TEXT EXTRACT -
■ ■ ■ ■ ■
Q. And you refused to sign Oak Street’s non-compete, right?
A. Correct.
Q. And because you refused to sign Oak Street’s non-compete, Oak Street would not loan Baugh the money, right?
A. Correct.
(Strama Depo. 41-42.)
{¶33} In sum, there was no evidence to establish that Baugh falsely represented to Strama that he had the financing for the purchase with the intent of misleading Strama to rely on it. Nor is there evidence that Strama justifiably relied on that alleged misrepresentation. Thus, reasonable minds could only conclude that Strama failed to establish the third, fourth, and fifth elements of his fraud claim.
Civil Conspiracy
{¶34} Strama argues that Allstate and Baugh conspired to gain control of his book of business for less than the contract price denying him a profit of approximately $69,000.
{¶35} The elements of a civil conspiracy claim are: “(1) a malicious combination, (2) involving two or more persons, (3) causing injury to person or property, and (4) the existence of an unlawful act independent from the conspiracy itself.” State ex rel. Fatur v. Eastlake, 11th Dist. No. 2009-L-037, 2010-Ohio-1448, ¶ 45, quoting Gibson v. City Yellow Cab Co. (Feb. 14, 2001), 9th Dist. No. 20167, 2001 WL 123467 (Feb. 14, 2001). “An underlying tort is necessary to give rise to a cause of action for conspiracy.” Ohio Assn. of Pub. School Emps./AFSCME Local 4, AFL–CIO v. Madison Local School Dist. Bd. Of Edn., 190 Ohio App.3d 254, 2010-Ohio-4942, 941 N.E.2d 834, ¶ 62 (11th Dist.) quoting Stiles v. Chrysler Motors Corp., 89 Ohio App.3d 256, 266, 624 N.E.2d 238 (6th Dist.1993).
{¶36} Here, Strama essentially contends that Allstate and Baugh maliciously conspired to have the purchase agreement fail. Since the purchase agreement price of $216,000.00 was approximately $69,000.00 more than the $146,456.63 termination payment he received from Allstate, he argues that he suffered that amount in damages as a result of their conspiring for the purchase agreement to fail.
■ ■ ■ ■ ■
RECORDS SHOWN -
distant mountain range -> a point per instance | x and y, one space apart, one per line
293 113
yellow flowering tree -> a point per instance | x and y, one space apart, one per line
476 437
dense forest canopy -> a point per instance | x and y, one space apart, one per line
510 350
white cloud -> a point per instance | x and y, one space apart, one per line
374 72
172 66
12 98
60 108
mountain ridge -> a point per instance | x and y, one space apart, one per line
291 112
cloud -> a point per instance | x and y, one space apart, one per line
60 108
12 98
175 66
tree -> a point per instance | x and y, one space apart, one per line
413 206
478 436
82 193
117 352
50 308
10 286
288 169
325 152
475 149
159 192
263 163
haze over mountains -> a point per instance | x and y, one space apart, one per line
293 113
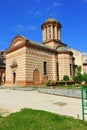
■ ■ ■ ■ ■
STATED EXERCISE -
Answer these questions from the court opinion excerpt:
(a) What did Strama refuse to sign?
(b) What was the purchase agreement price?
(c) How much was the termination payment Strama received from Allstate?
The entries aren't needed for this work.

RESPONSE FOR THIS EXERCISE -
(a) Oak Street's non-compete.
(b) $216,000.00.
(c) $146,456.63.